#### RECORDS SHOWN
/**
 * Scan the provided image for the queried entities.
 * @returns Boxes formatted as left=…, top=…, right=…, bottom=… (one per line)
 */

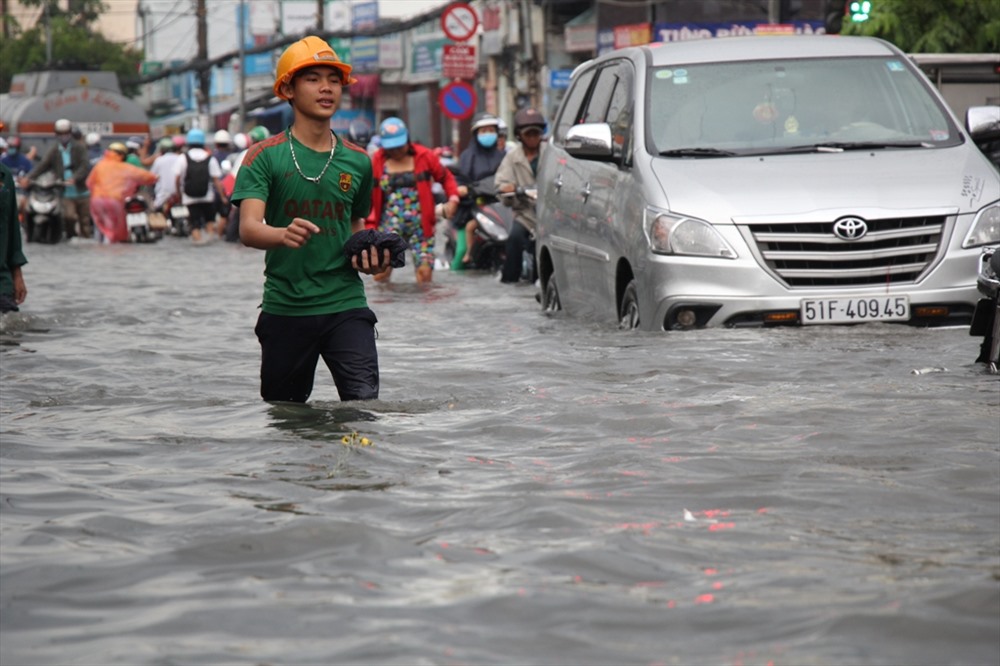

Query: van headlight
left=642, top=208, right=737, bottom=259
left=962, top=202, right=1000, bottom=248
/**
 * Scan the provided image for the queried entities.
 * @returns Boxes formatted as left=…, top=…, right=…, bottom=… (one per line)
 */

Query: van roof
left=601, top=35, right=903, bottom=66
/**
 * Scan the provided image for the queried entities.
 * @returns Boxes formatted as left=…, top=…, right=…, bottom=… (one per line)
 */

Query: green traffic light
left=850, top=0, right=872, bottom=23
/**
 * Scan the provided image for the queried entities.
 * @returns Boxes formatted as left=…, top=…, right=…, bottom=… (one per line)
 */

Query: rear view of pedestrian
left=87, top=141, right=156, bottom=243
left=174, top=128, right=224, bottom=243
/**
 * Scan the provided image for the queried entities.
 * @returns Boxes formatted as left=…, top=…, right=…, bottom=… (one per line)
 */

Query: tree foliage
left=0, top=0, right=143, bottom=96
left=842, top=0, right=1000, bottom=53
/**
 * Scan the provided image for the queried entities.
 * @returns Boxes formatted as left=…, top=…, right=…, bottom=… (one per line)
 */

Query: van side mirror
left=965, top=106, right=1000, bottom=141
left=565, top=123, right=614, bottom=161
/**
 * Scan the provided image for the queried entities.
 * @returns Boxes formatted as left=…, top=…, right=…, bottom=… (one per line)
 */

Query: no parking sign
left=438, top=81, right=478, bottom=120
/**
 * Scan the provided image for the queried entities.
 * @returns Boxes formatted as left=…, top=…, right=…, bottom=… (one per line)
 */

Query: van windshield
left=646, top=58, right=962, bottom=156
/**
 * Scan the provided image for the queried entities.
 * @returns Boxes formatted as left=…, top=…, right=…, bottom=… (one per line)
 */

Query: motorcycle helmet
left=379, top=116, right=410, bottom=149
left=274, top=35, right=357, bottom=99
left=186, top=127, right=205, bottom=147
left=514, top=107, right=546, bottom=135
left=248, top=125, right=271, bottom=143
left=347, top=120, right=372, bottom=147
left=472, top=111, right=500, bottom=133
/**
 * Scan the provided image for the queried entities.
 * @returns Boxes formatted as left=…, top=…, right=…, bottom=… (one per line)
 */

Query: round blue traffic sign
left=438, top=81, right=478, bottom=120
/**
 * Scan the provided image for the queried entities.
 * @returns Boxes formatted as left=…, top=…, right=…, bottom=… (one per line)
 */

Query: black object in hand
left=344, top=229, right=409, bottom=268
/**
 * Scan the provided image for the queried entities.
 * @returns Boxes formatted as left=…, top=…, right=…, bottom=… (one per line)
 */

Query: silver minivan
left=536, top=36, right=1000, bottom=330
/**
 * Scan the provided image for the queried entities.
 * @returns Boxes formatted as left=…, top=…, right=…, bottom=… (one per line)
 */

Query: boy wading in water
left=232, top=36, right=389, bottom=402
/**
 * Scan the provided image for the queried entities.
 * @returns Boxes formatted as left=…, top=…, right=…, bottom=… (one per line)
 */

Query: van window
left=646, top=58, right=962, bottom=154
left=552, top=69, right=596, bottom=143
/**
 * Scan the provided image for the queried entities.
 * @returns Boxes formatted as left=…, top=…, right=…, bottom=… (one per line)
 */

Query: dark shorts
left=254, top=308, right=379, bottom=402
left=188, top=201, right=215, bottom=229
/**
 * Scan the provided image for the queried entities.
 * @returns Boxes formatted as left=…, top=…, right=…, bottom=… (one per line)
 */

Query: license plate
left=799, top=296, right=910, bottom=324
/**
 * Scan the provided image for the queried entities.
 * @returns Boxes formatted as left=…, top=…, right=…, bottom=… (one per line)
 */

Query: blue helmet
left=187, top=127, right=205, bottom=146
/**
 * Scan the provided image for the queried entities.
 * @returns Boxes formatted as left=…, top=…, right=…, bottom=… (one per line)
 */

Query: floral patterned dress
left=379, top=171, right=434, bottom=266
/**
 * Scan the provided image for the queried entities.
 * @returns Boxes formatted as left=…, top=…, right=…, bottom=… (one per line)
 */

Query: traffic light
left=848, top=0, right=872, bottom=23
left=823, top=0, right=850, bottom=35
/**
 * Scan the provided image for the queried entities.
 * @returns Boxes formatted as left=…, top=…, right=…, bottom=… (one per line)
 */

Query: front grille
left=748, top=216, right=945, bottom=287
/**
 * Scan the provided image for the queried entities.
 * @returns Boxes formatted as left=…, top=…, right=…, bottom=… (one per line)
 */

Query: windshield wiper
left=660, top=148, right=736, bottom=157
left=800, top=141, right=933, bottom=153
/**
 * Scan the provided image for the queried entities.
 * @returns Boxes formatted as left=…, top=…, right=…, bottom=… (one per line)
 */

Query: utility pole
left=45, top=2, right=52, bottom=69
left=239, top=0, right=248, bottom=132
left=195, top=0, right=212, bottom=129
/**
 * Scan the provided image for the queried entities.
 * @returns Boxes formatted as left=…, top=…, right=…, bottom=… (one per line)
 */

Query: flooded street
left=0, top=238, right=1000, bottom=666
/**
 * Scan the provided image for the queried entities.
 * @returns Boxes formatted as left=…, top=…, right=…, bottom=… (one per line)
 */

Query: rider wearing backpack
left=174, top=128, right=226, bottom=243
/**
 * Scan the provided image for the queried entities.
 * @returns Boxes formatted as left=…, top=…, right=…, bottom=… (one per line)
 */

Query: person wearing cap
left=21, top=118, right=92, bottom=239
left=149, top=136, right=184, bottom=215
left=173, top=127, right=226, bottom=243
left=87, top=141, right=156, bottom=243
left=451, top=112, right=505, bottom=268
left=368, top=117, right=459, bottom=283
left=494, top=107, right=548, bottom=283
left=0, top=136, right=32, bottom=224
left=232, top=36, right=390, bottom=402
left=0, top=163, right=28, bottom=313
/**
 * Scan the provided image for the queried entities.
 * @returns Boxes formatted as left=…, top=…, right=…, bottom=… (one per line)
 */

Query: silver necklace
left=288, top=128, right=337, bottom=183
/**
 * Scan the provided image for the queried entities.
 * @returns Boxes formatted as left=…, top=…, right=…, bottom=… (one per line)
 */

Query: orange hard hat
left=274, top=35, right=357, bottom=99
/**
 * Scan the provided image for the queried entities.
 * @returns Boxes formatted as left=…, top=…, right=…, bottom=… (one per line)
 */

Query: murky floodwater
left=0, top=239, right=1000, bottom=666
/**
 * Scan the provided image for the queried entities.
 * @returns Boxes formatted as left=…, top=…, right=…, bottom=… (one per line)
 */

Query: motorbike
left=969, top=247, right=1000, bottom=374
left=125, top=195, right=159, bottom=243
left=500, top=187, right=538, bottom=282
left=164, top=203, right=191, bottom=238
left=445, top=176, right=514, bottom=272
left=24, top=173, right=66, bottom=244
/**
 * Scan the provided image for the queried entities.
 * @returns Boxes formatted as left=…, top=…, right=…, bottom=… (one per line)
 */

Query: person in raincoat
left=87, top=141, right=157, bottom=243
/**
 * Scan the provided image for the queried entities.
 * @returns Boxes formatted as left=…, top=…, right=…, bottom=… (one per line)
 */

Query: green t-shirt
left=231, top=130, right=372, bottom=316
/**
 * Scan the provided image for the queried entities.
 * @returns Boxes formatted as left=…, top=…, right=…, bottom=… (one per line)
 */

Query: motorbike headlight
left=962, top=201, right=1000, bottom=248
left=643, top=208, right=738, bottom=259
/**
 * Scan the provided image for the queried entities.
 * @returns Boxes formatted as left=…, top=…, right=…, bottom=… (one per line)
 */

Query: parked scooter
left=125, top=194, right=159, bottom=243
left=24, top=173, right=66, bottom=244
left=969, top=247, right=1000, bottom=374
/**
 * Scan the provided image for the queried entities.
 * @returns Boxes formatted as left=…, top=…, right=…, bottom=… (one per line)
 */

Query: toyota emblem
left=833, top=217, right=868, bottom=240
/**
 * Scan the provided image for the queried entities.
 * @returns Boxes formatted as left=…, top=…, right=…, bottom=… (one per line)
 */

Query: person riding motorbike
left=495, top=107, right=548, bottom=283
left=451, top=112, right=505, bottom=268
left=87, top=141, right=157, bottom=243
left=21, top=118, right=92, bottom=238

#### REQUIREMENT
How many of the lines above contain the string "green"? Reply with the number alone.

#### RESPONSE TO THIS TASK
2